The task.
Please format the records as a Markdown table with the columns Row and Line, starting at the beginning of the records and ending at the line that contains "239), (50, 240)]]", with blank lines omitted. Leave the pictures out of the answer.

Raw records
^^^^

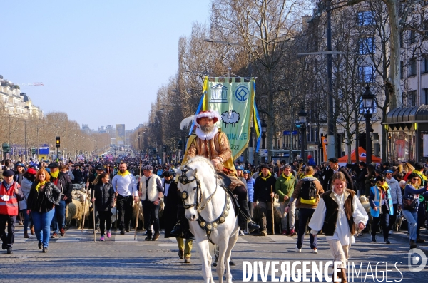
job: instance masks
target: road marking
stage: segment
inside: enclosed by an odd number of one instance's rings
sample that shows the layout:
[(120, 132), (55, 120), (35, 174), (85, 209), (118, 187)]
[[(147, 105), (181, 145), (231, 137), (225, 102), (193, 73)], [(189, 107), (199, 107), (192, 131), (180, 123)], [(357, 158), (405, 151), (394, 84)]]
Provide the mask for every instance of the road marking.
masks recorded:
[[(83, 235), (86, 234), (87, 231), (93, 231), (92, 229), (85, 229), (82, 233), (81, 230), (68, 230), (66, 231), (64, 237), (59, 236), (55, 242), (79, 242)], [(93, 236), (93, 235), (92, 235)], [(54, 240), (54, 239), (50, 239), (50, 240)]]
[(236, 242), (237, 243), (238, 242), (240, 242), (240, 243), (242, 243), (242, 242), (248, 242), (248, 241), (247, 241), (246, 240), (243, 239), (242, 237), (238, 237), (238, 241), (236, 241)]
[(136, 240), (134, 240), (134, 233), (131, 232), (126, 232), (125, 235), (117, 233), (114, 236), (114, 241), (116, 242), (137, 242)]
[(268, 237), (270, 240), (274, 240), (275, 242), (295, 242), (296, 239), (293, 239), (291, 237), (284, 236), (282, 235), (268, 235), (265, 237)]

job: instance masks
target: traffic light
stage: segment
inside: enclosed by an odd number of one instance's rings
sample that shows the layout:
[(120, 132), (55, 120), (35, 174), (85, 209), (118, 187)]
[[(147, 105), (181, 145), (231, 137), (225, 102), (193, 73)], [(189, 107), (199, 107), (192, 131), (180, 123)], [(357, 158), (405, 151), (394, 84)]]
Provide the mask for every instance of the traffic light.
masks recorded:
[(11, 152), (11, 147), (9, 145), (9, 143), (4, 143), (1, 145), (1, 147), (3, 148), (4, 153), (10, 153)]

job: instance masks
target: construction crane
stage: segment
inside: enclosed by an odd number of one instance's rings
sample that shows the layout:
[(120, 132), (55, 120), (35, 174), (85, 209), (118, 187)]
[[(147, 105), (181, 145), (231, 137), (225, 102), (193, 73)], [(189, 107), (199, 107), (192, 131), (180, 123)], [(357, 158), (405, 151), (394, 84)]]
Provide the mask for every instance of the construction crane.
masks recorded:
[(19, 86), (44, 86), (43, 83), (16, 83), (15, 84), (18, 85)]

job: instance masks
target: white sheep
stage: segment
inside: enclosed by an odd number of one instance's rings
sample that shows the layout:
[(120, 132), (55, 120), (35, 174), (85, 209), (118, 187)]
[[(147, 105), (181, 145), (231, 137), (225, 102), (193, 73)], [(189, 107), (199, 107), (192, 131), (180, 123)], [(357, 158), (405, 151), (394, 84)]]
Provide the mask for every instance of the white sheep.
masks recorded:
[(226, 128), (229, 127), (229, 124), (235, 127), (239, 122), (239, 113), (234, 110), (223, 112), (221, 114), (221, 120), (225, 123)]

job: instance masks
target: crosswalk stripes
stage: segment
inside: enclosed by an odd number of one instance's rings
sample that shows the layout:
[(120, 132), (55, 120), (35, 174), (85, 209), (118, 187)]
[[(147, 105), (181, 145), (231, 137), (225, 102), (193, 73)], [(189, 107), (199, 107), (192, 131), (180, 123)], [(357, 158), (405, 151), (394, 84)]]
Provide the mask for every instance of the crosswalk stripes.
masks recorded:
[[(66, 231), (66, 235), (64, 235), (64, 237), (61, 237), (59, 236), (59, 238), (58, 238), (55, 242), (79, 242), (82, 237), (83, 237), (83, 235), (85, 234), (86, 234), (86, 232), (88, 231), (86, 229), (83, 230), (83, 232), (82, 233), (82, 230), (77, 230), (77, 229), (70, 229), (68, 230), (67, 231)], [(93, 231), (91, 229), (89, 230), (89, 231)], [(51, 239), (51, 240), (53, 240), (54, 239)]]
[[(137, 233), (138, 234), (138, 233)], [(138, 235), (137, 235), (138, 237)], [(128, 232), (125, 233), (125, 235), (121, 235), (119, 230), (114, 235), (114, 242), (136, 242), (136, 240), (134, 240), (134, 231), (131, 230)]]

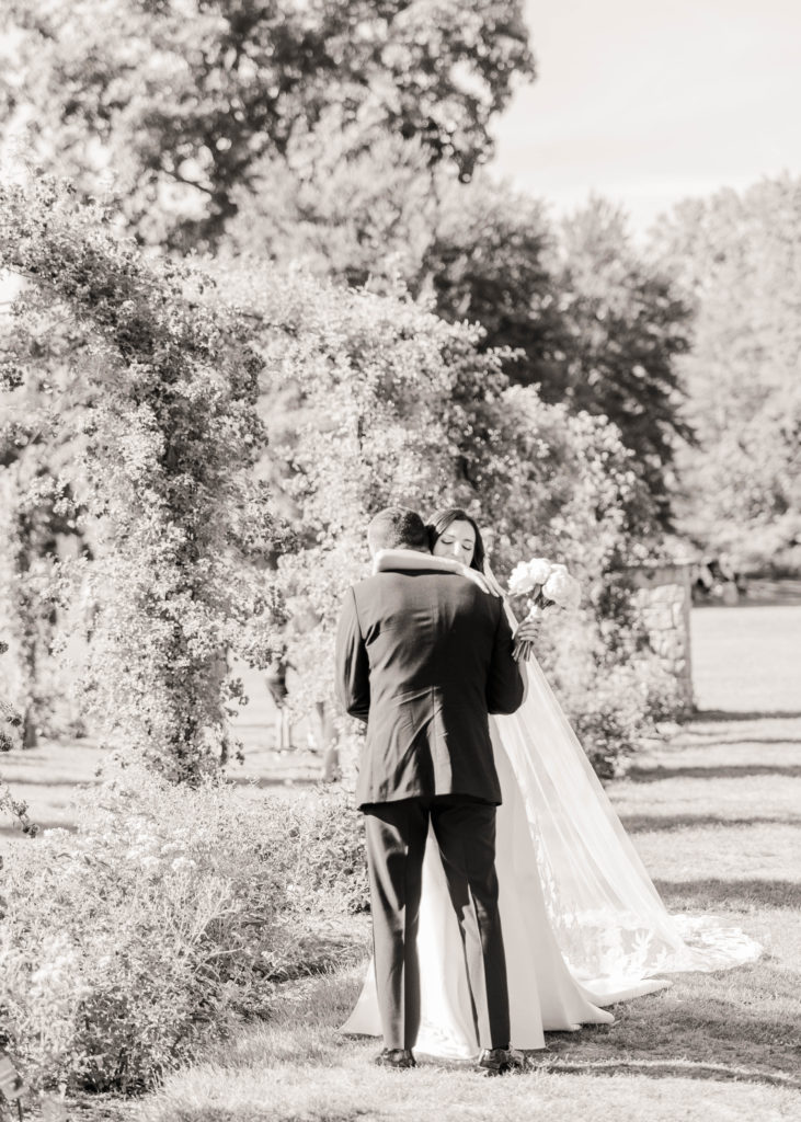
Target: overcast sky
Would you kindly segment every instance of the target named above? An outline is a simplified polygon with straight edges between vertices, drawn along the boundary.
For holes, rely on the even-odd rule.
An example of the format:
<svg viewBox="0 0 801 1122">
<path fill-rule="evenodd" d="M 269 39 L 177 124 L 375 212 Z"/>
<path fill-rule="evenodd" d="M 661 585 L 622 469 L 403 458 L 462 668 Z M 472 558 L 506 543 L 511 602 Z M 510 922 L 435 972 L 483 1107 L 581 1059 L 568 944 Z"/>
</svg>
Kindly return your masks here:
<svg viewBox="0 0 801 1122">
<path fill-rule="evenodd" d="M 495 169 L 570 210 L 596 191 L 642 232 L 673 202 L 801 173 L 801 0 L 526 0 L 538 77 Z"/>
</svg>

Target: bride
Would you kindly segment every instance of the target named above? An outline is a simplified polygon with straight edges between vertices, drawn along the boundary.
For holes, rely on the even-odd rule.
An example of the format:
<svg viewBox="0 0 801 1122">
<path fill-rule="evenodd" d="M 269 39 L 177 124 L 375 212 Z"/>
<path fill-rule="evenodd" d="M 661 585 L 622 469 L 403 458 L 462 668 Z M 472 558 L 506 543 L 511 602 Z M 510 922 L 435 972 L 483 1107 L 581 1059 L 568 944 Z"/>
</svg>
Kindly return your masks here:
<svg viewBox="0 0 801 1122">
<path fill-rule="evenodd" d="M 375 571 L 443 568 L 503 596 L 470 515 L 454 507 L 440 511 L 430 534 L 433 557 L 384 551 Z M 506 609 L 512 617 L 508 604 Z M 545 1031 L 611 1023 L 605 1006 L 670 985 L 657 975 L 739 965 L 758 957 L 761 948 L 713 917 L 668 914 L 536 660 L 522 673 L 527 692 L 521 709 L 490 717 L 503 794 L 496 868 L 512 1041 L 537 1049 L 545 1047 Z M 454 1059 L 475 1056 L 461 937 L 432 834 L 417 946 L 422 1022 L 416 1050 Z M 371 962 L 342 1031 L 381 1034 Z"/>
</svg>

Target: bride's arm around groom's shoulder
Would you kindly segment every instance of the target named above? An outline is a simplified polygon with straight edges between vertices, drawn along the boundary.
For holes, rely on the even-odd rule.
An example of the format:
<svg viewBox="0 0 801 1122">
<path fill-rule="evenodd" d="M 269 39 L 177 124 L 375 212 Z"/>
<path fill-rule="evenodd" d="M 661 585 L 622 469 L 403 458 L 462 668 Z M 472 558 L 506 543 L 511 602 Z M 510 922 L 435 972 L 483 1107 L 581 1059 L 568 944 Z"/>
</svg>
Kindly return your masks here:
<svg viewBox="0 0 801 1122">
<path fill-rule="evenodd" d="M 346 711 L 359 720 L 370 712 L 370 663 L 359 626 L 356 595 L 349 588 L 344 596 L 337 632 L 337 692 Z"/>
<path fill-rule="evenodd" d="M 497 610 L 498 623 L 487 675 L 487 711 L 509 715 L 516 712 L 523 705 L 527 675 L 525 669 L 515 661 L 512 627 L 500 600 Z"/>
</svg>

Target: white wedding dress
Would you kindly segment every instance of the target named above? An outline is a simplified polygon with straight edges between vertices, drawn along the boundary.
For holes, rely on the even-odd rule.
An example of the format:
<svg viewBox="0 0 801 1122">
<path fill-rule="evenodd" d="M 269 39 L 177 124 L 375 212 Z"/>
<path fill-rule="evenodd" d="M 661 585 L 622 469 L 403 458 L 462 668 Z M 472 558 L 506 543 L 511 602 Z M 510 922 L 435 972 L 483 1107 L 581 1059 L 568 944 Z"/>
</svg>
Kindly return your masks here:
<svg viewBox="0 0 801 1122">
<path fill-rule="evenodd" d="M 439 568 L 439 559 L 432 559 Z M 669 916 L 538 663 L 510 717 L 490 718 L 503 804 L 496 868 L 512 1043 L 610 1023 L 602 1006 L 670 985 L 656 975 L 752 962 L 761 947 L 716 917 Z M 433 833 L 423 866 L 416 1051 L 475 1056 L 464 955 Z M 372 962 L 343 1032 L 380 1036 Z"/>
</svg>

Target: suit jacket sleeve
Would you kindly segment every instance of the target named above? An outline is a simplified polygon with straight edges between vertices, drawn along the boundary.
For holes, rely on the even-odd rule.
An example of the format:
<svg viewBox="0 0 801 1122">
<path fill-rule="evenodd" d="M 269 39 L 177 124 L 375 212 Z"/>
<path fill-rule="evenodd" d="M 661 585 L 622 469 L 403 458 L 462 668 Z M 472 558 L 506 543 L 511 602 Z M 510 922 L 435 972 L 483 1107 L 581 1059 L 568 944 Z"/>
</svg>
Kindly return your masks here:
<svg viewBox="0 0 801 1122">
<path fill-rule="evenodd" d="M 495 629 L 492 660 L 487 675 L 488 712 L 508 715 L 516 712 L 523 705 L 525 684 L 519 668 L 512 657 L 513 649 L 512 627 L 501 604 Z"/>
<path fill-rule="evenodd" d="M 370 663 L 352 588 L 348 589 L 337 632 L 337 692 L 351 717 L 367 720 L 370 711 Z"/>
</svg>

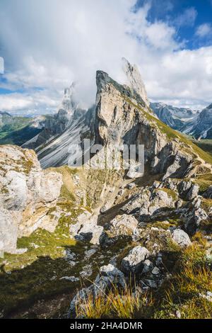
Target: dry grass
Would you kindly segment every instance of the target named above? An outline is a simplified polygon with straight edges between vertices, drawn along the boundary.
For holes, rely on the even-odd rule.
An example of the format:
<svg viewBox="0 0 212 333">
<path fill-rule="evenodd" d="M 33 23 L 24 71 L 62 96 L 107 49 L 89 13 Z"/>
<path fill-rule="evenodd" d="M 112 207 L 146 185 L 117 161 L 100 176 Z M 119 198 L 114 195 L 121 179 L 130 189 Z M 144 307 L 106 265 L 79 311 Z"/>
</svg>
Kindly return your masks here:
<svg viewBox="0 0 212 333">
<path fill-rule="evenodd" d="M 192 245 L 179 250 L 170 244 L 169 251 L 177 252 L 170 278 L 154 293 L 141 293 L 136 286 L 124 290 L 113 288 L 94 298 L 88 295 L 76 307 L 78 317 L 86 318 L 176 318 L 212 317 L 212 303 L 203 295 L 212 292 L 212 272 L 205 256 L 206 241 L 199 232 Z"/>
<path fill-rule="evenodd" d="M 133 318 L 136 313 L 145 312 L 145 309 L 150 308 L 153 303 L 151 295 L 141 293 L 136 287 L 135 290 L 136 291 L 133 292 L 131 286 L 126 286 L 124 289 L 120 290 L 112 286 L 108 293 L 101 290 L 95 298 L 92 294 L 88 294 L 76 305 L 77 317 Z"/>
</svg>

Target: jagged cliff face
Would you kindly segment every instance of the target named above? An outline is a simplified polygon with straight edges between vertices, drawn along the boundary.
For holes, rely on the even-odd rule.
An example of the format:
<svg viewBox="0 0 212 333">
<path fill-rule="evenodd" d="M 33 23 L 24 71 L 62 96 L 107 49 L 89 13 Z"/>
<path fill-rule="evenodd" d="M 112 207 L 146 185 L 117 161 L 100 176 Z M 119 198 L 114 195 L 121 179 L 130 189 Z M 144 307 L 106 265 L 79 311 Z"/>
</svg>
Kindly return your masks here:
<svg viewBox="0 0 212 333">
<path fill-rule="evenodd" d="M 132 66 L 125 58 L 122 58 L 122 62 L 123 69 L 127 78 L 127 85 L 141 97 L 147 106 L 149 106 L 146 87 L 137 66 L 136 64 Z"/>
<path fill-rule="evenodd" d="M 160 295 L 163 283 L 175 283 L 175 257 L 184 255 L 196 231 L 203 231 L 198 251 L 211 244 L 211 157 L 158 120 L 145 101 L 143 84 L 140 89 L 134 67 L 126 65 L 130 86 L 97 72 L 96 103 L 86 113 L 65 91 L 57 115 L 57 124 L 64 120 L 65 128 L 59 125 L 61 132 L 44 140 L 37 151 L 42 167 L 58 167 L 43 170 L 33 151 L 0 146 L 0 252 L 13 254 L 0 259 L 0 266 L 12 271 L 0 276 L 1 294 L 6 298 L 0 316 L 11 313 L 11 286 L 18 307 L 26 301 L 25 317 L 34 311 L 38 317 L 57 317 L 56 292 L 59 311 L 64 311 L 63 302 L 66 307 L 62 317 L 71 298 L 69 315 L 81 316 L 82 311 L 81 305 L 88 295 L 95 300 L 114 286 L 124 288 L 131 275 L 141 295 L 156 290 Z M 126 174 L 122 168 L 68 166 L 74 162 L 70 147 L 81 147 L 83 138 L 102 146 L 88 162 L 91 166 L 110 145 L 144 145 L 144 174 L 138 174 L 136 168 Z M 121 158 L 122 154 L 121 149 Z M 209 250 L 206 255 L 211 261 Z M 95 283 L 76 295 L 84 278 L 85 286 L 89 281 Z M 194 297 L 201 303 L 199 290 Z"/>
<path fill-rule="evenodd" d="M 61 135 L 76 119 L 85 115 L 86 111 L 78 108 L 74 99 L 74 86 L 73 83 L 69 88 L 64 89 L 64 94 L 59 106 L 58 111 L 54 115 L 47 115 L 42 132 L 34 138 L 22 145 L 23 148 L 35 149 L 45 145 L 49 141 Z M 54 164 L 52 164 L 54 165 Z"/>
<path fill-rule="evenodd" d="M 15 253 L 18 237 L 41 227 L 57 203 L 61 184 L 59 174 L 42 170 L 33 150 L 0 146 L 1 251 Z"/>
<path fill-rule="evenodd" d="M 125 67 L 130 87 L 118 84 L 104 72 L 97 72 L 95 107 L 74 118 L 76 110 L 65 130 L 37 149 L 42 167 L 71 165 L 74 161 L 70 147 L 81 147 L 83 139 L 90 137 L 91 144 L 105 147 L 144 145 L 145 163 L 153 173 L 182 176 L 192 169 L 192 157 L 181 147 L 178 135 L 171 133 L 169 137 L 148 102 L 144 101 L 146 94 L 138 70 L 126 61 Z"/>
<path fill-rule="evenodd" d="M 165 176 L 183 176 L 192 169 L 193 158 L 183 149 L 177 133 L 173 132 L 169 137 L 166 128 L 135 90 L 100 71 L 97 72 L 97 143 L 143 145 L 145 163 L 150 165 L 151 172 Z"/>
</svg>

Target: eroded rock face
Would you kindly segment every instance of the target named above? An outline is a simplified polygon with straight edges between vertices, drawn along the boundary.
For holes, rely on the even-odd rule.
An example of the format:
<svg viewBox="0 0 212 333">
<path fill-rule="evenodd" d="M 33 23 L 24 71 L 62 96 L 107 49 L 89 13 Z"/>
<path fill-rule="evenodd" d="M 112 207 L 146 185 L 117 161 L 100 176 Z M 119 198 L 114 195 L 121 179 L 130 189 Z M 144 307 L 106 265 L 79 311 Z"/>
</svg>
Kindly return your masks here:
<svg viewBox="0 0 212 333">
<path fill-rule="evenodd" d="M 113 237 L 131 235 L 137 227 L 139 222 L 131 215 L 118 215 L 110 222 L 110 232 Z"/>
<path fill-rule="evenodd" d="M 122 261 L 122 270 L 126 273 L 139 273 L 143 268 L 143 261 L 150 255 L 149 251 L 141 245 L 132 249 Z"/>
<path fill-rule="evenodd" d="M 172 235 L 172 238 L 175 243 L 178 244 L 181 247 L 187 247 L 191 245 L 189 236 L 181 229 L 176 229 Z"/>
<path fill-rule="evenodd" d="M 127 84 L 129 86 L 136 91 L 141 97 L 145 103 L 149 106 L 150 103 L 147 97 L 145 85 L 141 79 L 139 70 L 136 64 L 132 66 L 128 60 L 122 58 L 123 69 L 127 78 Z"/>
<path fill-rule="evenodd" d="M 160 208 L 174 208 L 177 198 L 174 191 L 170 193 L 165 188 L 150 187 L 134 196 L 122 210 L 127 214 L 139 213 L 141 220 L 148 220 Z"/>
<path fill-rule="evenodd" d="M 190 235 L 194 235 L 201 222 L 208 218 L 201 205 L 201 199 L 200 197 L 196 197 L 193 202 L 188 204 L 180 216 L 184 222 L 186 231 Z"/>
<path fill-rule="evenodd" d="M 99 244 L 103 227 L 98 225 L 97 217 L 85 212 L 78 217 L 78 222 L 70 226 L 70 235 L 82 242 Z"/>
<path fill-rule="evenodd" d="M 209 186 L 208 188 L 204 193 L 203 197 L 206 199 L 212 199 L 212 186 Z"/>
<path fill-rule="evenodd" d="M 56 205 L 62 184 L 57 172 L 43 171 L 35 153 L 0 146 L 0 222 L 3 250 L 14 252 L 18 237 L 28 236 Z"/>
</svg>

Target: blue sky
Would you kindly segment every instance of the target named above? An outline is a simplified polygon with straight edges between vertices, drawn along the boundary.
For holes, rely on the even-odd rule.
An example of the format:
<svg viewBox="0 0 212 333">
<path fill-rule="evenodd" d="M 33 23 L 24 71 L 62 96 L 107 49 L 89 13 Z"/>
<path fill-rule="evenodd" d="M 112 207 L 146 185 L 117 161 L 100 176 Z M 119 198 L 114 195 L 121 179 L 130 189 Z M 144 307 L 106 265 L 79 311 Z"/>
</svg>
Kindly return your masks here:
<svg viewBox="0 0 212 333">
<path fill-rule="evenodd" d="M 1 0 L 0 22 L 0 110 L 55 112 L 73 81 L 87 108 L 97 69 L 124 83 L 123 56 L 151 101 L 212 101 L 212 0 Z"/>
<path fill-rule="evenodd" d="M 146 1 L 139 0 L 137 6 Z M 212 23 L 212 0 L 153 0 L 148 18 L 151 22 L 161 20 L 177 28 L 179 40 L 193 50 L 212 44 L 211 34 L 197 38 L 198 27 Z"/>
</svg>

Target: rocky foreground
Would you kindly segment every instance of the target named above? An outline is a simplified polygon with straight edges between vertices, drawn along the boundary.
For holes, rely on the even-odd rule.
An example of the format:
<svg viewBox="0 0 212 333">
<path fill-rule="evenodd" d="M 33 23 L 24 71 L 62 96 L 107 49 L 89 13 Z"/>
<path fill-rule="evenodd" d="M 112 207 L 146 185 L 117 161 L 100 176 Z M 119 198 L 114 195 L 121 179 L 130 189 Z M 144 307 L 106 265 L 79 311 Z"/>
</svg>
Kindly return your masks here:
<svg viewBox="0 0 212 333">
<path fill-rule="evenodd" d="M 95 107 L 42 147 L 60 166 L 1 147 L 2 317 L 211 317 L 211 157 L 158 119 L 125 66 L 129 86 L 98 71 Z M 136 161 L 128 171 L 65 166 L 62 138 L 85 136 L 144 145 L 143 174 Z"/>
</svg>

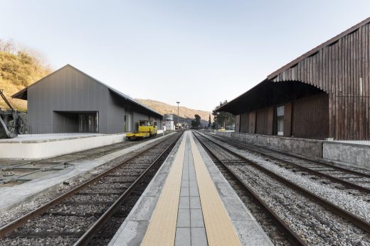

^^^^

Completed task.
| Row | Line |
|---|---|
| 1 | job: instance masks |
| 2 | target: road marking |
| 3 | stage: segment |
| 4 | inside: enclosed by an odd number of one instance's rings |
| 5 | sample that shows the layout: |
| 6 | [(120, 132), (55, 120), (35, 174), (85, 209), (118, 187)] |
| 7 | [[(147, 105), (181, 145), (231, 137), (225, 102), (193, 73)], [(189, 107), (199, 107), (192, 131), (180, 123)], [(357, 158), (405, 151), (394, 84)]] |
| 8 | Provide the mask for every instance of the road marking. |
| 9 | masks recorded: |
| 10 | [[(83, 235), (86, 234), (87, 231), (93, 231), (92, 229), (85, 229), (82, 233), (81, 230), (68, 230), (66, 231), (64, 237), (59, 236), (55, 242), (79, 242)], [(93, 236), (93, 235), (92, 235)], [(54, 240), (54, 239), (50, 239), (50, 240)]] |